■ Problem to work on: Please copy out every entry below, requests included, rescaling only the point coordinates in the answers by a factor of 0.5 and rounding each to a whole number with halves going up, while keeping the numbers in the requests and their layout samples unchanged. Leave the pictures out of your copy.

■ Data in this exercise:

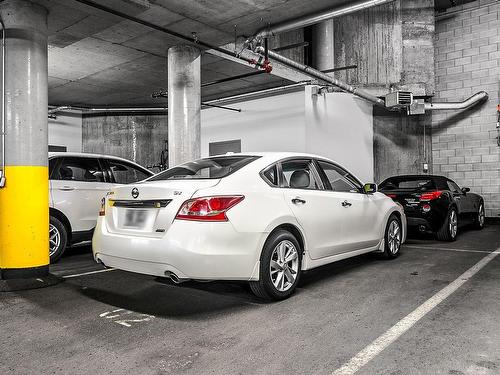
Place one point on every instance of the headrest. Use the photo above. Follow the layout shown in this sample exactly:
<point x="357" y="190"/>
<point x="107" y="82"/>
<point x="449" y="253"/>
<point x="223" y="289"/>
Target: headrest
<point x="300" y="179"/>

■ Exercise answer:
Place one point on every instance of the headrest. Use the photo above. Follow the layout shown in this sample exactly:
<point x="357" y="190"/>
<point x="107" y="82"/>
<point x="449" y="253"/>
<point x="223" y="289"/>
Target: headrest
<point x="150" y="90"/>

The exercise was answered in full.